▶ ASSIGNMENT: Reproduce the records below exactly, but only between the lines holding "object_class: eroded rock wall" and "object_class: mist", inclusive.

▶ RAW DATA:
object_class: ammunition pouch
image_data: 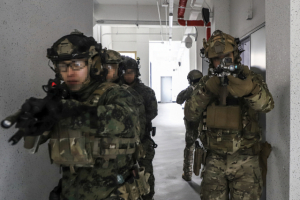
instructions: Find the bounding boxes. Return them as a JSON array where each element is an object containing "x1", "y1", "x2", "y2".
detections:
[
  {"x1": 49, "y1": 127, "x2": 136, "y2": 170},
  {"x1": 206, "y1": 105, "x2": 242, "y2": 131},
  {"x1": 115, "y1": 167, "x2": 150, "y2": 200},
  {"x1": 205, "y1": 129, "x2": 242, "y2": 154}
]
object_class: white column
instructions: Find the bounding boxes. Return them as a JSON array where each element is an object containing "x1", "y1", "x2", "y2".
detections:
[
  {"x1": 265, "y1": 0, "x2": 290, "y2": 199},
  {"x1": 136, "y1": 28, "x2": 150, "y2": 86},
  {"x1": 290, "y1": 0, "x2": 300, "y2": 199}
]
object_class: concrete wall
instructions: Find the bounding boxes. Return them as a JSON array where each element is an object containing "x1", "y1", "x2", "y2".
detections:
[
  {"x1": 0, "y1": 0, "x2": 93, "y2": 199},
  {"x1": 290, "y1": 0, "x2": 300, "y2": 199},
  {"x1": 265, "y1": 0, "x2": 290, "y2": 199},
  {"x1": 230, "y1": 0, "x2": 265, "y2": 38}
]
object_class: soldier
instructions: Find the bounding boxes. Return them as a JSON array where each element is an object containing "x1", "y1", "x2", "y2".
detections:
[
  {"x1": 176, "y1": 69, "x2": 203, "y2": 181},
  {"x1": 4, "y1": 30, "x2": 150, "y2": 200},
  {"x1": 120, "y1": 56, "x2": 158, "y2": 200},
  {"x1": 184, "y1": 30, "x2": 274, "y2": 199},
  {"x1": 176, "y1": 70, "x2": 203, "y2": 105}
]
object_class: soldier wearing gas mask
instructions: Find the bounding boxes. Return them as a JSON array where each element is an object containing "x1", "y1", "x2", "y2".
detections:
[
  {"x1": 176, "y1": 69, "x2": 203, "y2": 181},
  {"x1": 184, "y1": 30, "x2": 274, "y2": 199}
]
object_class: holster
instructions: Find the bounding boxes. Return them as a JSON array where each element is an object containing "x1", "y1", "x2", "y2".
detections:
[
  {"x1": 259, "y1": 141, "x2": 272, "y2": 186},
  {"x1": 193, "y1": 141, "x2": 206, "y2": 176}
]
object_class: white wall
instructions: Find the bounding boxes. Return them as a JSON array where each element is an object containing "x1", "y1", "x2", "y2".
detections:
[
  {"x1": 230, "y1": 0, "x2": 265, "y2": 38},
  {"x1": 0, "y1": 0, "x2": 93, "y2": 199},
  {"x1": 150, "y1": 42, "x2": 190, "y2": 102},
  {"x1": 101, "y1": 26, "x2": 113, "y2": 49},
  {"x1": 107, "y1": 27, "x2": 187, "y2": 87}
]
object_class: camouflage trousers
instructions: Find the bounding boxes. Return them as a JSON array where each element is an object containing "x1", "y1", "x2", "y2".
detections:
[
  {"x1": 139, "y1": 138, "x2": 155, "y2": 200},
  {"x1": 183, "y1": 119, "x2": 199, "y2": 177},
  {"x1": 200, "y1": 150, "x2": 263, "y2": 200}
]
---
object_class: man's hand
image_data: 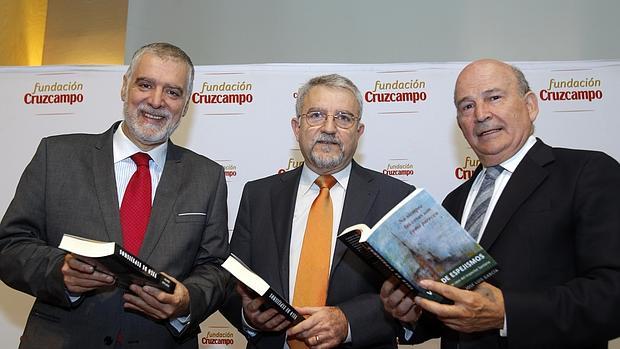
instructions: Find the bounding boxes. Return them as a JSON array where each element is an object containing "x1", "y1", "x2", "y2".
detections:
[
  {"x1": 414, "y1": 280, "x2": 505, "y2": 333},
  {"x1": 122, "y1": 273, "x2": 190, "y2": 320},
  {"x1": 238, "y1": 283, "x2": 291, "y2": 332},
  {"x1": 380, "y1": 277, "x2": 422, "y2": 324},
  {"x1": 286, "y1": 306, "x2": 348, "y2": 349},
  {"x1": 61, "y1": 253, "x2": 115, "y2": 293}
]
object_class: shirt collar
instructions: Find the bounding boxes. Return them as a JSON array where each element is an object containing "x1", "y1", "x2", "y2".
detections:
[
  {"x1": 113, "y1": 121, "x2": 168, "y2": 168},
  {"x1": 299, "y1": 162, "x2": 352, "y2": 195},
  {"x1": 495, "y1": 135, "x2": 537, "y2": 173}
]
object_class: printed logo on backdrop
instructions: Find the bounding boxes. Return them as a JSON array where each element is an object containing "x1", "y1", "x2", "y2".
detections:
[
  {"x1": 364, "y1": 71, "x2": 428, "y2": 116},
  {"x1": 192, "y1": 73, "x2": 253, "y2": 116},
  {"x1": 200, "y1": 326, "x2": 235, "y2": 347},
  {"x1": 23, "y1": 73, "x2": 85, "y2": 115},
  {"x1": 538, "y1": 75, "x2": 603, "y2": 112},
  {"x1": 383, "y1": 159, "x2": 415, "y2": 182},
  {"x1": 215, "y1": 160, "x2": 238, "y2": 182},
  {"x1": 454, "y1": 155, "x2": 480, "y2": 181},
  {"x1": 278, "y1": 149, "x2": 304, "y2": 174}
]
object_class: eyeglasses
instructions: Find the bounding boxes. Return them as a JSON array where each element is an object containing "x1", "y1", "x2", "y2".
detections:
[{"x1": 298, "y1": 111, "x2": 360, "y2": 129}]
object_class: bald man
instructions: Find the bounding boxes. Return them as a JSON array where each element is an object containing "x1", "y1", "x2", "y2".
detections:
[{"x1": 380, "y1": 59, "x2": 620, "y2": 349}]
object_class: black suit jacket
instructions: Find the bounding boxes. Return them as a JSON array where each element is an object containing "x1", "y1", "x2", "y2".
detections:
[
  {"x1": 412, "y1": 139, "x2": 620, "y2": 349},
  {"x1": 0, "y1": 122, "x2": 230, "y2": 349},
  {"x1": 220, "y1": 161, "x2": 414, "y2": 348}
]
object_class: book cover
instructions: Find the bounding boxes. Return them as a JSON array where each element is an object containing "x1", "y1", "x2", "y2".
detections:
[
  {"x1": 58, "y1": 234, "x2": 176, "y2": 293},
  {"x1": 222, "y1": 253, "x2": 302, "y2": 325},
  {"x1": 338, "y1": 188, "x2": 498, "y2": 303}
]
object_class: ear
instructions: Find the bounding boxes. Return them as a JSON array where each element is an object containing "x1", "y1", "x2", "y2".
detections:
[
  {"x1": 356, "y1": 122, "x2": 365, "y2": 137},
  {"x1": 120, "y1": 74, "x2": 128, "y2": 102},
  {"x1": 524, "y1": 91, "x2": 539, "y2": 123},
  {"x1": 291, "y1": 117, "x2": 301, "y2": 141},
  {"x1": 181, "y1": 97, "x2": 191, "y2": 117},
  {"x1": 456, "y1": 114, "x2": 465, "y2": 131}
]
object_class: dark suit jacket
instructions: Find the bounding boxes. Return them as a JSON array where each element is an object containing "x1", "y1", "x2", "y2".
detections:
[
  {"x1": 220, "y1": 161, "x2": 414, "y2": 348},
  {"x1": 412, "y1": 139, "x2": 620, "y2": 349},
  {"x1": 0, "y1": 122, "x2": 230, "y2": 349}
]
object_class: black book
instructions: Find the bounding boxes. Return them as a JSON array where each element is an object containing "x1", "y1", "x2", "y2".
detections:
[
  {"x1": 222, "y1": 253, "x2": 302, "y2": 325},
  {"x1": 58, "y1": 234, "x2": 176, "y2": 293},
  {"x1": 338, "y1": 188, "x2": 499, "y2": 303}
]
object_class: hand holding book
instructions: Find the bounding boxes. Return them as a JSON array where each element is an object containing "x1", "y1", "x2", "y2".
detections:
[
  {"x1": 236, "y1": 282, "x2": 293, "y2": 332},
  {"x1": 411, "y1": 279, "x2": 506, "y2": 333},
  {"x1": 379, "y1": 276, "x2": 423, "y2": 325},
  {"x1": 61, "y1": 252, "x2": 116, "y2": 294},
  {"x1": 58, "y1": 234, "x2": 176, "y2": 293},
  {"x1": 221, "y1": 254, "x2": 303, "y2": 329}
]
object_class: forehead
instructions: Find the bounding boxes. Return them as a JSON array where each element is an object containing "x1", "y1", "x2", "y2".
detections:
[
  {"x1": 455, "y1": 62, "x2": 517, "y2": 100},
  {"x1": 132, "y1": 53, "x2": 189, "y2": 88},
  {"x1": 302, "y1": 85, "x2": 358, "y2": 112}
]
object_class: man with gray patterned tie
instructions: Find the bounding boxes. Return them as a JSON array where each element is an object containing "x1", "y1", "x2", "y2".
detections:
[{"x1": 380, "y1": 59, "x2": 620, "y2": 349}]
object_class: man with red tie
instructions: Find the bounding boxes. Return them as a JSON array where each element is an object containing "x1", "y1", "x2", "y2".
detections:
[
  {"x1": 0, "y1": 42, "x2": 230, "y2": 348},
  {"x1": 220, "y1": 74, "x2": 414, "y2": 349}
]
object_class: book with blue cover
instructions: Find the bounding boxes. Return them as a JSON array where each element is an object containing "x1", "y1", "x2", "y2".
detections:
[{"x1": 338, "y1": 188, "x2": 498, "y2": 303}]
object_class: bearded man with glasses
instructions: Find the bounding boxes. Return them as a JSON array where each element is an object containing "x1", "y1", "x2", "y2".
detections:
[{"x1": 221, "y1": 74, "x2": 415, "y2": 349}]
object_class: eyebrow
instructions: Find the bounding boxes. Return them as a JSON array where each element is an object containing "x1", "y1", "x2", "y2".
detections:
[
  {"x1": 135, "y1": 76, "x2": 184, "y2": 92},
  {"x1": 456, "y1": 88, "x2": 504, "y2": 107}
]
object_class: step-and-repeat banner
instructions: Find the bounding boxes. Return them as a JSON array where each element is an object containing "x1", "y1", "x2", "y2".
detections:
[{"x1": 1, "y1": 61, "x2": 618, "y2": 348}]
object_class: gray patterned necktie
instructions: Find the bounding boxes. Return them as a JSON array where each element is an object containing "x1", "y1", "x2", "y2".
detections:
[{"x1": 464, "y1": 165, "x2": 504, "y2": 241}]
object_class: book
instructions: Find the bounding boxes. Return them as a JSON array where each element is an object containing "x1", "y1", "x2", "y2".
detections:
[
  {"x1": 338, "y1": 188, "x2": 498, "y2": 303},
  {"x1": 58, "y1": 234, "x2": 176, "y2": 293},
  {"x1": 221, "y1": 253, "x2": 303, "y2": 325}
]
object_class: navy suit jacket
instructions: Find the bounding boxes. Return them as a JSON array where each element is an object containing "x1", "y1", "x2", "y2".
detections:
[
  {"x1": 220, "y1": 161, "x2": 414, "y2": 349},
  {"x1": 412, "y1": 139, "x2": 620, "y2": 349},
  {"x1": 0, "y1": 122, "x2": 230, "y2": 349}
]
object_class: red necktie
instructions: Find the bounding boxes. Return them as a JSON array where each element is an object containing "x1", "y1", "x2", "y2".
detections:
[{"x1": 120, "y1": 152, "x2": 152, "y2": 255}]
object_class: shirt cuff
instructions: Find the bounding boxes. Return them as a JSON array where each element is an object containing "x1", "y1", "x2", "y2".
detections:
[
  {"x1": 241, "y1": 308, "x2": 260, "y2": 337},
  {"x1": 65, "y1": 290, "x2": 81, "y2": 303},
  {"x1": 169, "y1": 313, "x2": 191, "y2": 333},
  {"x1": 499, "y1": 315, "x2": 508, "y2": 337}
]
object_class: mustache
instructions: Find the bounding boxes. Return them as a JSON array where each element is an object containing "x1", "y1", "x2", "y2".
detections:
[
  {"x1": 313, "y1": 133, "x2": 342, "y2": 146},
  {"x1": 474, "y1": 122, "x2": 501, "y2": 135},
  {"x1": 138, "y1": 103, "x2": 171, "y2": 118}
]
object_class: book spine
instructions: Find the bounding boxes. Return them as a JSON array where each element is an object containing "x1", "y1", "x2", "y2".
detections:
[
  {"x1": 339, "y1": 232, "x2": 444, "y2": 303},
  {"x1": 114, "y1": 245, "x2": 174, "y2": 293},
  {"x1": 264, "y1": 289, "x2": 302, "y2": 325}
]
...
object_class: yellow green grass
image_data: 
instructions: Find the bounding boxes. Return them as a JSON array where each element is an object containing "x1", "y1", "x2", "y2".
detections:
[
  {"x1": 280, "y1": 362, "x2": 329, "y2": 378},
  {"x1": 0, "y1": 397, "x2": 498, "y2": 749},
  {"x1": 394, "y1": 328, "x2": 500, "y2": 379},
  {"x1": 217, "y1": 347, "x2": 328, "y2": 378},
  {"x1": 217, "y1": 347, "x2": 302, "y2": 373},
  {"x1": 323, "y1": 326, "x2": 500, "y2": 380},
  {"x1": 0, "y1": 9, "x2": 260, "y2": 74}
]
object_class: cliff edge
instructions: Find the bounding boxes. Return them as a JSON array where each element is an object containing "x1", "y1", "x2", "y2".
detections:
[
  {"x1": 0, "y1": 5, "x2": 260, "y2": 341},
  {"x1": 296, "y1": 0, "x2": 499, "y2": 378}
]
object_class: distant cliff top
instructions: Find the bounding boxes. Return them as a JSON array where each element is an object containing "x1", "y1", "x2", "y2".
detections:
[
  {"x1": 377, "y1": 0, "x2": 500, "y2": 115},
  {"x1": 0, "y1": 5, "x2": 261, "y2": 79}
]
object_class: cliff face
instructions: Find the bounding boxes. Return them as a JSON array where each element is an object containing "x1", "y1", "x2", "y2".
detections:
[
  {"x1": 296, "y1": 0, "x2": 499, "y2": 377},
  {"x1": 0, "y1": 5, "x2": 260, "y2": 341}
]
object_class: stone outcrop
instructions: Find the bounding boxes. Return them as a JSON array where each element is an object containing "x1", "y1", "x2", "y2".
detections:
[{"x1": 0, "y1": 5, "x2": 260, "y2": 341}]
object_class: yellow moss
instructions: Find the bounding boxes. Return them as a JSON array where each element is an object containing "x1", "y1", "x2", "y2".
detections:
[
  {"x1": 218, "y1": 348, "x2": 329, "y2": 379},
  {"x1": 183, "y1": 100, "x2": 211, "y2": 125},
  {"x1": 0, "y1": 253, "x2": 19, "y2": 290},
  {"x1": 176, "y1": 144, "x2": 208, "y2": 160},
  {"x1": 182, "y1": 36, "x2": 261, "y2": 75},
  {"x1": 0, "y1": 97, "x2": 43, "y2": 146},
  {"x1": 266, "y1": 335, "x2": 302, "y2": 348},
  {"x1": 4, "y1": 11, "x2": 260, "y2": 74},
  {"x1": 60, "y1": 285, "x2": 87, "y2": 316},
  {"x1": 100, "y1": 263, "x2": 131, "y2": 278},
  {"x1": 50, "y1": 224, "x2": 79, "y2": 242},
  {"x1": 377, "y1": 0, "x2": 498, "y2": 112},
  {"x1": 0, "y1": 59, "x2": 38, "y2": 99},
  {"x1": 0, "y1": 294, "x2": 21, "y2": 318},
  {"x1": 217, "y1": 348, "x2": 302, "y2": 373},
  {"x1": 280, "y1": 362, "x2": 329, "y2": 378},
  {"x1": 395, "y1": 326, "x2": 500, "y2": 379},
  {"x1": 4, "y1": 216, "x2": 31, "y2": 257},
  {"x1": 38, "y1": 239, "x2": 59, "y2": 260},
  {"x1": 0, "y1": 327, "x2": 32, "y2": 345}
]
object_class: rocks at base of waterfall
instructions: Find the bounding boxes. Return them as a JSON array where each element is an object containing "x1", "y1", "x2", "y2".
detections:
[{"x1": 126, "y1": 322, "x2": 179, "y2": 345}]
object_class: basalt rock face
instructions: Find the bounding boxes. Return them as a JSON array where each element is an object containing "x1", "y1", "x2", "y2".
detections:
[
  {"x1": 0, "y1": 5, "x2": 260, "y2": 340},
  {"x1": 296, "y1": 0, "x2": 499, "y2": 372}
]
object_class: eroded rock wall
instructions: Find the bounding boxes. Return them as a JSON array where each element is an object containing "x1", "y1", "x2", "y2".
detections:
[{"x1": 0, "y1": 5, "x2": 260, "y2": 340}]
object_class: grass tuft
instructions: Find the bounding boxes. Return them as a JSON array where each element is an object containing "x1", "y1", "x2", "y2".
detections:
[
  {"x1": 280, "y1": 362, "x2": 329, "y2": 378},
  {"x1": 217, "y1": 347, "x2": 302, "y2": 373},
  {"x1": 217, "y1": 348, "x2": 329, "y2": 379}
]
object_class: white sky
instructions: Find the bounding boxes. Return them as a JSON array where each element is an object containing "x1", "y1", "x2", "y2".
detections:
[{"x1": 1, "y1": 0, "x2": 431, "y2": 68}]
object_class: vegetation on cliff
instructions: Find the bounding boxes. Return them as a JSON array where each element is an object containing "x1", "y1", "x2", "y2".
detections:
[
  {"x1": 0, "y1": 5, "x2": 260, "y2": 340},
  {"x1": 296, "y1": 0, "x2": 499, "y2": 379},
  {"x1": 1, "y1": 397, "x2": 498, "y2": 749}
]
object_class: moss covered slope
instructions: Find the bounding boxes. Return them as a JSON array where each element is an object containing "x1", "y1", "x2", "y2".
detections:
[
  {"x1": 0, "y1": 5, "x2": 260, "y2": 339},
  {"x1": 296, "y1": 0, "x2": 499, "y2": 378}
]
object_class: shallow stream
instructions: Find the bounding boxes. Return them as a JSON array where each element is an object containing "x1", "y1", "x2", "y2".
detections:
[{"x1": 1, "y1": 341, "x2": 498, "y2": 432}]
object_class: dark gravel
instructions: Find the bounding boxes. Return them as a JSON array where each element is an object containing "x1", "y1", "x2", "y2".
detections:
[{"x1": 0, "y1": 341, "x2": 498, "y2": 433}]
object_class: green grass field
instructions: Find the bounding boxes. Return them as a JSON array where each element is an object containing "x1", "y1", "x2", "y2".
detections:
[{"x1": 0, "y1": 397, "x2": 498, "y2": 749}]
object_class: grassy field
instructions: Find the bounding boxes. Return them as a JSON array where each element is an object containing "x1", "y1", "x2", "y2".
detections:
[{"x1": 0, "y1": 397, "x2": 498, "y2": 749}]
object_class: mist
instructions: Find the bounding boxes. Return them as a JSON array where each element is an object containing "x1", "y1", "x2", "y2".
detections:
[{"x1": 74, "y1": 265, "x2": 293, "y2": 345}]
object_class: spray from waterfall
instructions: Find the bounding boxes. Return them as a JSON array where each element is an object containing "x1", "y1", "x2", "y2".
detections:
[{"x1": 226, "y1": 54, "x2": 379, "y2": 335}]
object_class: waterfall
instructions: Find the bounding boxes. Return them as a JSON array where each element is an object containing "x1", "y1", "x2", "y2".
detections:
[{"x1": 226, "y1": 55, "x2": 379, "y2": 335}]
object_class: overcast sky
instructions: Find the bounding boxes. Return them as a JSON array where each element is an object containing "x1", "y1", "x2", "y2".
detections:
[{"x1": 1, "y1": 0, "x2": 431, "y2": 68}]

▶ EXERCISE OUTPUT:
object_class: eroded rock wall
instructions: Find the bounding boxes. Return them as a JSON array where each element is an object containing "x1", "y1", "x2", "y2".
detections:
[{"x1": 0, "y1": 5, "x2": 260, "y2": 340}]
object_class: grass tuft
instructions: Find the bounding boxes. Return them as a JSON array where each element is an object containing "x1", "y1", "x2", "y2".
detections:
[
  {"x1": 280, "y1": 362, "x2": 329, "y2": 378},
  {"x1": 217, "y1": 347, "x2": 302, "y2": 373},
  {"x1": 217, "y1": 348, "x2": 329, "y2": 379}
]
object_class: white sky
instructions: Find the bounding boxes. Return them as a JSON array where each element is an object containing "x1", "y1", "x2", "y2".
detections:
[{"x1": 1, "y1": 0, "x2": 431, "y2": 68}]
object_class: vegetation on cliff
instructions: Find the bounding boxes. Return them as a JSON array where each element is an object containing "x1", "y1", "x2", "y2".
detections:
[
  {"x1": 0, "y1": 5, "x2": 260, "y2": 340},
  {"x1": 296, "y1": 0, "x2": 499, "y2": 379},
  {"x1": 1, "y1": 397, "x2": 498, "y2": 749}
]
object_class: moss covered slope
instructions: Find the bounding boxes. Return them as a JSON array where each element is an object containing "x1", "y1", "x2", "y2".
detections:
[
  {"x1": 0, "y1": 5, "x2": 260, "y2": 339},
  {"x1": 296, "y1": 0, "x2": 499, "y2": 378}
]
object_class: shallow stream
instructions: Find the bounding boxes. Return them as a JSON array where each element is an object containing "x1", "y1", "x2", "y2".
detections:
[{"x1": 1, "y1": 341, "x2": 498, "y2": 432}]
object_class: dark gravel
instructions: Find the bounding boxes. Return them as a JSON array where each element is an object containing "x1", "y1", "x2", "y2".
detections:
[{"x1": 0, "y1": 341, "x2": 498, "y2": 433}]
object_class: green grass field
instructions: Find the bounding boxes. Return them as a JSON array where each element is an object containing "x1", "y1", "x2", "y2".
detections:
[{"x1": 0, "y1": 397, "x2": 498, "y2": 749}]
object_class: grassy field
instructions: Find the bounding boxes. Return them as a JSON array where each element is an object containing "x1", "y1", "x2", "y2".
detections:
[{"x1": 0, "y1": 397, "x2": 498, "y2": 749}]
object_class: mist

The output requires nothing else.